* **EXCERPT TO READ**:
Wednesday, October 24, 2007
Tantra as Spiritual Practice
How can tantra help a woman enhance her inner qualities?
Thank you, Bobbin Cat, for posting this question. I have been thinking about it since last night and want to respond in this blog. In short, Tantra is a mystical path of commitment, devotion and dedication to transformation and liberation.
Tantra is about harnessing and amplifying our inner power, our Shakti. The word tantra means to weave and involves a process of weaving/blending opposite qualities or tensions and experiencing the unity of their common essence. There are various forms of practices in Tantra: mantra, yoga, pranayama, meditation, yantra worship, ritual. Through these practices we learn to experience our mind as a stream of thoughts and emotions. A yogini (or yogi) learns to break the thought patterns through repetitious chanting, focusing the mind on a deity or sacred symbol. Sometimes emotions or thoughts become amplified. Whether one considers them bad or good, one needs to approach them consciously, looking for the root of the feeling/thought, then once it is discovered, holding it with reverence. Tantra teaches us many tools to engage in this process. The energetic properties of mantra, for example, stimulate us on a cellular level and balance and synchronize our energies. Yoga helps open our nadis or energetic channels and leads us to conscious embodiment. Ritual and deity worship help us align with the divinity and find Her/Him within ourself. These practices take us out of our daily often unconscious routine. Our approach to life deepens and becomes imbued with meaning. The universe responds and we notice how It reflects our thoughts and desires. (see www.suddenlyhersoul.blogspot.com Mystery: Death Happens) Signs and synchronicities abound, thereby strengthening the qualities within us that know and remember our divine interconnected essence.
Nandu told me that a yogini does not react to a difficult situation, but responds. She learns to stay balanced and calm in the face of any adversity. And as another one of my teachers told me this week, sometimes a yogini retreats. Periods of meditation, contemplation, solitude and creative expression are necessary. What we need to access our power within varies at different times. Most important is that we do not become all consumed or obsessed with the emotion/experience and do practices to remain conscious of the lila or play we are experiencing.
To enhance my positive inner qualities, or my Shakti, I attempt to confront and embrace any negative thought or emotion. Sometimes I sit with it and let it run its course for days or weeks, but then eventually I do sadhana-spiritual practice to work with the energies that are inhibiting me from accessing and expressing my Shakti. As the remover of fear and difficulty, Durga teaches us not to run away from that which is difficult, but to face it with composure. Yoga, meditation, mantra, ritual all can help. By transmuting the negative charge of certain mental and emotional experiences we inevitably empower ourselves. When we live in accordance with our intuition, when we have focused our intention on releasing any binding thoughts and commit to transforming limiting patterns, we are able to shine as the divine beings that we are.
Nandu Menon (or Amarananda Bhairavan, author of Kali's Odiyya and Medicine Wheel of Light) teaches about four fundamental principle of Tantric Mysticism.
1. Non-violence and non-judgment
2. Humility and surrender
3. Unquestioning faith in the Goddess within
4. Unconditional Love for the Goddess within
Embodying these principles leads us to the enhancement of our most beneficent inner qualities.

* **BRIEF**:
Reproduce the passage of the post on tantra above that falls between "Nandu Menon (or" and "beneficent inner qualities.", inclusive.

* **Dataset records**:
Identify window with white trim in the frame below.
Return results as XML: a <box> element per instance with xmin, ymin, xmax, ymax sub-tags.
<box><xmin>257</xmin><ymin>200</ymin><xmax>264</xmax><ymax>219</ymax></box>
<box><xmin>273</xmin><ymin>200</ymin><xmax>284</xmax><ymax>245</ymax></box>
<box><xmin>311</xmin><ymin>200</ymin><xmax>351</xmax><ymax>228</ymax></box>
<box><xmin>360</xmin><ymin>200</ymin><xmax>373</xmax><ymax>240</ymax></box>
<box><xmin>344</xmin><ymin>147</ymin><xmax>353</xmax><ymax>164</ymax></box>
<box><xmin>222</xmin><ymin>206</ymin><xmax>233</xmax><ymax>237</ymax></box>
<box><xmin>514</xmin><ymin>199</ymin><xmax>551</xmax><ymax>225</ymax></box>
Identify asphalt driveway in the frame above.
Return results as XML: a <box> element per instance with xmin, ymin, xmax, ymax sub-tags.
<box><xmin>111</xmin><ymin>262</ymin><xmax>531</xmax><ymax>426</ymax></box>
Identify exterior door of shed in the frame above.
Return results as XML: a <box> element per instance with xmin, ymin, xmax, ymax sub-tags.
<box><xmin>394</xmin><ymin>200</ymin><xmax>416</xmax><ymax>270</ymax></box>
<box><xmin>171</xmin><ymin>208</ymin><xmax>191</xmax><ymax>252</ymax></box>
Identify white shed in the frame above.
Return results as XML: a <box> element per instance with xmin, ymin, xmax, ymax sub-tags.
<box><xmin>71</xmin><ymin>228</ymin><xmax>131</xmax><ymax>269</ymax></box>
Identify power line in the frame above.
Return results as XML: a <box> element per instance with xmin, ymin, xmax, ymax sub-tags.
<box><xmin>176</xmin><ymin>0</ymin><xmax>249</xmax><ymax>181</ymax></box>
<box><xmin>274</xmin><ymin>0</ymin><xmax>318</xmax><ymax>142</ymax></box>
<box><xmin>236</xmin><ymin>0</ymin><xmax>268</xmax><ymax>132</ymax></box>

* **RESPONSE**:
Nandu Menon (or Amarananda Bhairavan, author of Kali's Odiyya and Medicine Wheel of Light) teaches about four fundamental principle of Tantric Mysticism.
1. Non-violence and non-judgment
2. Humility and surrender
3. Unquestioning faith in the Goddess within
4. Unconditional Love for the Goddess within
Embodying these principles leads us to the enhancement of our most beneficent inner qualities.